All of the data below must be repeated exactly.

**INFORMATION GIVEN**
..............................

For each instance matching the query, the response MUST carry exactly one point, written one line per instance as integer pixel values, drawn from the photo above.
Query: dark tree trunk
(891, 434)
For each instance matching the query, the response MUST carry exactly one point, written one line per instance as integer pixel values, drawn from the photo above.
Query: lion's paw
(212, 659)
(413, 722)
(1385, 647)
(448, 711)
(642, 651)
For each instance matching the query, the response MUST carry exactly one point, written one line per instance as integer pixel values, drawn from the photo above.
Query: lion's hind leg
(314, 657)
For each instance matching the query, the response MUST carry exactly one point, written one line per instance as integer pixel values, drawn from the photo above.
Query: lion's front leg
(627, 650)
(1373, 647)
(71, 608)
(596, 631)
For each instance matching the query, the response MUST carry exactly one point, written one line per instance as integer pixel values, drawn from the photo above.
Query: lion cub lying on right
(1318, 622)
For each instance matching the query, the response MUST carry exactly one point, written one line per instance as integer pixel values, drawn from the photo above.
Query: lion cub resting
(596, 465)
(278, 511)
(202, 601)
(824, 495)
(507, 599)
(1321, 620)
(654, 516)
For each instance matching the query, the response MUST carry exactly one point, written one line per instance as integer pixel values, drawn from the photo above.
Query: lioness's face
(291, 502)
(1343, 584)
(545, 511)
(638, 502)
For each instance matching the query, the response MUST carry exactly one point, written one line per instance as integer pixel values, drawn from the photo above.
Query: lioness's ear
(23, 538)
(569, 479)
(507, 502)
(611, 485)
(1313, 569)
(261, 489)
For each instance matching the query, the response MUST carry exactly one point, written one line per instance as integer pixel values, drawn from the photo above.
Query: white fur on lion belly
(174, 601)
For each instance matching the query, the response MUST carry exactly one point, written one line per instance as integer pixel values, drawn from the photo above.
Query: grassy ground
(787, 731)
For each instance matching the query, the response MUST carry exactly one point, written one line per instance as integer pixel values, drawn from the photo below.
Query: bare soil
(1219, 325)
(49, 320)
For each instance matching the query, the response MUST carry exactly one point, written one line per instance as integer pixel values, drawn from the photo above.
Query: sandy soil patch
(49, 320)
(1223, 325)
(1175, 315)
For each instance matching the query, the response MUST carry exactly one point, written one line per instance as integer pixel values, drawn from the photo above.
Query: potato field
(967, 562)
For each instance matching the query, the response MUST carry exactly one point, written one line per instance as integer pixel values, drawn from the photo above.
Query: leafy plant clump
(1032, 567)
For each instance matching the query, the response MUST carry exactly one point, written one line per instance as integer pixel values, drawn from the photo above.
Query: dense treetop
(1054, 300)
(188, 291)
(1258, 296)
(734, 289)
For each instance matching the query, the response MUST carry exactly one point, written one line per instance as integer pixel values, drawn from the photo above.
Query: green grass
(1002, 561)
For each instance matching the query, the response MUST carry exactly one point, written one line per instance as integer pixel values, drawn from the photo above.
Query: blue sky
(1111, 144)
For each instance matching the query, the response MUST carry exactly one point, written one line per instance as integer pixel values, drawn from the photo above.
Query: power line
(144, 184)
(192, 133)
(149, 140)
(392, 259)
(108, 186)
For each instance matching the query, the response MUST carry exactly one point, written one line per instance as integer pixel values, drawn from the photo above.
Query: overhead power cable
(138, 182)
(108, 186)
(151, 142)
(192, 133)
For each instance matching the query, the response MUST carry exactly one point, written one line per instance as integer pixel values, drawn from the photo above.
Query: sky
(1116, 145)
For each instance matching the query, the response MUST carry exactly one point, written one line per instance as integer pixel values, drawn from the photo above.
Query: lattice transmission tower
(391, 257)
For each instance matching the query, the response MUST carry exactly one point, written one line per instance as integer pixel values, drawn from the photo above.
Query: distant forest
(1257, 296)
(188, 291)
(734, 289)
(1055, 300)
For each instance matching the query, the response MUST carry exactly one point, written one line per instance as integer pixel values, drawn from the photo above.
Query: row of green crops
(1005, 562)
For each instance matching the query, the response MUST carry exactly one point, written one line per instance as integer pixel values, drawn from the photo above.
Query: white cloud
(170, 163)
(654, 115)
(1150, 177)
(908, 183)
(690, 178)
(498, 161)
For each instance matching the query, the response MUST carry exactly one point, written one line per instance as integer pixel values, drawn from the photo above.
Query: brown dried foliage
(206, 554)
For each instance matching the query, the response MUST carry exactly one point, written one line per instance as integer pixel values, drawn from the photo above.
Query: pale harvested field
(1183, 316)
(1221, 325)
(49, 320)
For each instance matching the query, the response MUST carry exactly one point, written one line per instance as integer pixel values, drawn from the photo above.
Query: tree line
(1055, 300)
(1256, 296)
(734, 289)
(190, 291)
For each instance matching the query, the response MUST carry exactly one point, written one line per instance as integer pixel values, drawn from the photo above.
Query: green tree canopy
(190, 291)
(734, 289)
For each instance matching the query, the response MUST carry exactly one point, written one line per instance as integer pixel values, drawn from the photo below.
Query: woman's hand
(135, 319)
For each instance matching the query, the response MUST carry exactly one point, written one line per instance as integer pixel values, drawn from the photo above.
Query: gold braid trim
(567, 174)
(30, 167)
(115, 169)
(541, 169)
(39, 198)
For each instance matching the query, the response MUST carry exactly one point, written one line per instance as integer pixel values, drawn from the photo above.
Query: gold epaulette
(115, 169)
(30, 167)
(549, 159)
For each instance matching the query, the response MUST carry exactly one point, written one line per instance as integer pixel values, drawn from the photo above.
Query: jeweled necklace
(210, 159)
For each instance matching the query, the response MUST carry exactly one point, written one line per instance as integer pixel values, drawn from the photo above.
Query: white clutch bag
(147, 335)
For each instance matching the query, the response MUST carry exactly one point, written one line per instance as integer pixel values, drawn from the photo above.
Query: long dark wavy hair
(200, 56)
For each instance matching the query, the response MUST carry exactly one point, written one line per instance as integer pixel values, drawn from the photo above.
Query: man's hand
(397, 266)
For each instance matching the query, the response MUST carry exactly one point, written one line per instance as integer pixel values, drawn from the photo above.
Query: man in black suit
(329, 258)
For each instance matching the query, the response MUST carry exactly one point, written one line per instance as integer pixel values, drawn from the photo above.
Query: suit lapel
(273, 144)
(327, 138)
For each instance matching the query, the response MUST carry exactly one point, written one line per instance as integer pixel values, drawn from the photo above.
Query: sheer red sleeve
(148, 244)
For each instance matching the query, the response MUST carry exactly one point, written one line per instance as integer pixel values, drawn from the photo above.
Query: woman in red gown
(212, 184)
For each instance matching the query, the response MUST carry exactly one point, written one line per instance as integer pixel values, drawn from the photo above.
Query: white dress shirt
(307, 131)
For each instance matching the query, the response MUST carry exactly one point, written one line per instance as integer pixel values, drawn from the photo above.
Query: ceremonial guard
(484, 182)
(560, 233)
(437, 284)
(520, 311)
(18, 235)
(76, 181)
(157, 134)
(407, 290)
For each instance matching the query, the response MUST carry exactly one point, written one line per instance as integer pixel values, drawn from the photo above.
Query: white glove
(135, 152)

..............................

**SOLUTION**
For each instance matching the query, the response MUST carry exactly one point, written one line per instance as integer pixel values, drawn from the photo above.
Query: dark tree trunk
(891, 434)
For each instance matching the query, the response MUST carry exactly one point, written one line per instance as integer pixel values, drawn from the photo above.
Query: lion's paw
(212, 659)
(413, 722)
(1385, 647)
(448, 711)
(642, 651)
For each instance matching the query, the response MUST carry exactly one point, written one line per instance as integer pixel values, drawn from the photo above.
Query: lion's hind leg
(314, 657)
For each instance matching the query, the response MUST carry exactly one point, written one line per instance as integer pixel values, drawn from the photo above.
Query: lion's front leg
(627, 650)
(1373, 647)
(71, 608)
(596, 631)
For each instance matching the query, the response MUST carry exactly one point, written one line per instance as integer pixel values, drawn from the photo above.
Query: lion cub lying on right
(1318, 622)
For each instance matching the query, the response MUST carry exactly one point, written one line per instance as integer pixel values, drawn from the photo above.
Query: lion cub resting
(596, 465)
(278, 511)
(202, 601)
(824, 495)
(507, 599)
(1321, 620)
(654, 516)
For each instance matching the query, the response MUST carry exactly one point, written one line per instance as integer pixel values, drawn from the photo above.
Query: lioness's face
(291, 502)
(1343, 584)
(545, 511)
(638, 502)
For each instance matching the query, the response MUST carry exactly one point, written one line per instance as integer pixel values, drawn from the photo above.
Query: lioness's ear
(23, 538)
(569, 479)
(507, 502)
(611, 485)
(1313, 569)
(261, 489)
For each instance matching the query, the response MUST carry exactly one point, written one line per instance as integer pixel values, drawn from the photo above.
Query: white fur on lion belly
(174, 601)
For each instance matching the query, the response MUST carry exactly one point, written one line per instance as integer pixel values, drawn from the photo above.
Query: grassy ground
(787, 731)
For each instance matching the query, the response MUST carry exactly one point, written one line per instance as integer pixel values, drawn from the photo below.
Query: bare soil
(1219, 325)
(49, 320)
For each instance matching the query, the response MUST carry exactly one point, written one line per instance as integer pixel values, drawn from the photo above.
Query: sandy soil patch
(49, 320)
(1223, 325)
(1175, 315)
For each instance matching the query, the response MUST carry exactly one point, written one line per instance as integer pixel values, drawn from the photo above.
Query: potato field
(967, 562)
For each instance matching the query, the response MUST carry exactly one point, written one line per instance as integer pixel values, drawn from the photo above.
Query: leafy plant clump
(1032, 567)
For each instance matching the query, the response MUST carry exactly one point, written one line per instance as integer pixel values, drawn from the photo above.
Query: dense treetop
(1054, 300)
(188, 291)
(1258, 296)
(734, 289)
For each instance matching the query, the response MUST carry exactly one point, written one line per instance as integer pixel values, drawn from the photo above.
Query: green grass
(1002, 561)
For each instance matching the query, the response MUST carry exactly one point, written one line per instance as integer pixel values, drawn from the photo above.
Query: blue sky
(1111, 144)
For each instance matching the query, the response MUST carry exactly one point, written one line per instance as integer pixel values, drawn from the photo above.
Query: power line
(144, 184)
(192, 133)
(149, 140)
(392, 259)
(108, 186)
For each instance matching the query, the response MUST carry exactly one point, written one line per instance as integer pixel values, drawn from the photo above.
Query: overhead power cable
(138, 182)
(108, 186)
(151, 142)
(192, 133)
For each instance matching the query, the response MUST carry exactly one point, written one line per instance as integer pixel values, drawn from the photo above.
Query: sky
(1116, 145)
For each instance matching the query, the response MUST carry exactly one point, written one line per instance as integer pixel values, drawn from the photo above.
Query: lattice transmission tower
(391, 257)
For each instance matching the query, the response MUST carry exactly one point, written one line per instance as integer pixel values, drawn from the photo above.
Query: distant forest
(1257, 296)
(188, 291)
(734, 289)
(1055, 300)
For each instance matching the query, the response MUST carry exactly one point, written one line per instance as integer pixel values, drawn from the photo above.
Query: row of green crops
(1005, 562)
For each instance matching the query, the response MUST carry exactly one point, written one line per instance as integer pixel values, drawn from the photo above.
Query: white cloud
(170, 163)
(654, 115)
(1150, 177)
(908, 183)
(690, 178)
(498, 161)
For each instance matching the query, the response MUST carry exactly one point, written one line per instance as integer pixel values, drawn from the photo above.
Query: brown dried foliage
(206, 554)
For each instance matching the query, the response MUST carry exactly one point, written one line per instance as integer pixel values, drawn from the photo above.
Query: pale harvested field
(1183, 316)
(1221, 325)
(49, 320)
For each instance matching the query, the response MUST carry exactly one point, written one line per instance as integer pixel values, drawn from the photo above.
Query: tree line
(1055, 300)
(1256, 296)
(734, 289)
(190, 291)
For each instance matching the query, the response MUST carry exactly one point, written one line per instance as integer pixel values, drawn from the photo above.
Query: green tree canopy
(190, 291)
(734, 289)
For each instance matching the query, the response MUST carry exactly one point, written one line per instance as integer pixel values, drawn from the photo below.
Query: woman's hand
(135, 319)
For each instance matching the query, the response MUST carry exactly one point, written one line per instance as integer pixel values, drawn from the photo above.
Query: gold braid trim
(567, 174)
(30, 167)
(115, 169)
(541, 169)
(39, 198)
For each instance matching the query, the response MUST carry exactly one point, written one line per instance as integer pixel values, drawn from the photo above.
Query: gold epaulette
(115, 169)
(30, 167)
(549, 159)
For each instance matching the query, the response MUST carry exactly one point, written one line per instance as integer pixel values, drawn from the photo above.
Query: jeweled necklace
(210, 159)
For each instance matching the query, the response MUST carry exactly one point, written one line per instance as integer pixel values, drawn from the photo above.
Query: white clutch bag
(147, 335)
For each instance matching the query, the response MUST carry exactly one point, written one line per instance as integer pixel values, drawn from the photo above.
Query: long dark wavy hair
(200, 56)
For each instance matching the query, the response MUST carry exactly one point, written one line per instance as integer pixel values, drawn from the photo above.
Query: man's hand
(397, 266)
For each instance matching the query, the response MUST carry exactly one point, written one line per instance as integer pixel values, drawn from the photo above.
Query: man in black suit
(329, 258)
For each instance matching the query, the response MUST carry exactly one point, written one line per instance as integer pixel values, drawn from the photo above.
Query: suit lapel
(273, 144)
(327, 138)
For each instance matching the query, the response MUST carry exactly one point, written one line per instance as integer pixel values, drawn from the photo above.
Query: sheer red sleeve
(148, 244)
For each instance matching the query, the response MUST carry exactly one point, written one line per instance as integer pixel values, drawn from the photo above.
Query: woman in red gown
(212, 184)
For each instance matching the query, the response MUST carry exactly one point, written one line per instance as integer pixel values, drawn from the photo above.
Query: white dress shirt
(307, 131)
For each instance matching the query, the response MUST carry exactly one point, written one line per instance as integer pixel values, drawn from the photo above.
Query: ceremonial guard
(484, 182)
(560, 233)
(437, 284)
(520, 311)
(18, 235)
(76, 181)
(157, 134)
(407, 290)
For each instance matching the query, the response MUST carry exactly one point, written one line per instance as integer pixel values, drawn from the photo above.
Query: white glove
(135, 152)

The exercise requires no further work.